> Texto
Libertad de expresión y respeto al otro

A vueltas con Mahoma. Esta vez han sido un vídeo casero obsceno y chabacano sobre la vida del profeta y unas viñetas jocosas en una revista satírica francesa. De nuevo se repite el mismo escenario de hace unos años. Por una parte, las provocaciones mediáticas sobre la figura y vida de Mahoma y, por ende, sobre el islam, que son el reflejo de una islamofobia latente en ciertos sectores; y por otra, las respuestas violentas, fanáticas y sangrientas ante aquellas, orquestadas por una manipulación política de los sentimientos religiosos más viscerales de las personas.

En el debate político y social del Occidente democrático se enarbola la bandera «sagrada» de la libertad de expresión, el ejercicio de un derecho humano universal frente a sociedades sin derechos, pobres y oprimidas, que han sufrido una marginación histórica tras ser ocupadas y colonizadas. En las sociedades islámicas se acude a las posturas ortodoxas del islam, según las cuales está prohibida la reproducción de imágenes de Mahoma, y mucho más su sátira o burla, en cuanto símbolo «sagrado» del islam.

> Ejercicios
A – Indique si cada afirmación concuerda con el texto sobre la libertad de expresión y Mahoma, y cite las palabras que lo deciden.
(i) El vídeo casero sobre la vida del profeta se describe como obsceno y chabacano.
(ii) Las viñetas aparecieron en una revista satírica alemana.
(iii) Según las posturas ortodoxas del islam, está prohibida la reproducción de imágenes de Mahoma.
B – Responda a estas preguntas con datos del texto sobre la libertad de expresión y Mahoma.
(i) ¿De qué son reflejo las provocaciones mediáticas sobre la figura de Mahoma?
(ii) ¿Qué orquesta las respuestas violentas, fanáticas y sangrientas?
(iii) ¿Qué bandera se enarbola en el debate político y social del Occidente democrático?
Los registros que vienen a continuación no guardan relación con el texto.

Registros de una fuente de datos
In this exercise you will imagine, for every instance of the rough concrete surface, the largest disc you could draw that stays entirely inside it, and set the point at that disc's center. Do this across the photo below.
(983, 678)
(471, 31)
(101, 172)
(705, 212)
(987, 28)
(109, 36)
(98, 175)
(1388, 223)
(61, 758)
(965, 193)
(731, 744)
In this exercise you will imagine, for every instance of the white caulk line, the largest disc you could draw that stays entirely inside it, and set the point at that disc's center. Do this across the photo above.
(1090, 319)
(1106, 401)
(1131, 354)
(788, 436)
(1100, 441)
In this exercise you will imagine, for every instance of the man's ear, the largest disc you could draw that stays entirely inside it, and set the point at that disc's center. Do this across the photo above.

> Soluciones
A –
(i) Sí: «un vídeo casero obsceno y chabacano sobre la vida del profeta».
(ii) No: «unas viñetas jocosas en una revista satírica francesa».
(iii) Sí: «según las cuales está prohibida la reproducción de imágenes de Mahoma».

B –
(i) De una islamofobia latente en ciertos sectores.
(ii) Una manipulación política de los sentimientos religiosos más viscerales de las personas.
(iii) La bandera «sagrada» de la libertad de expresión.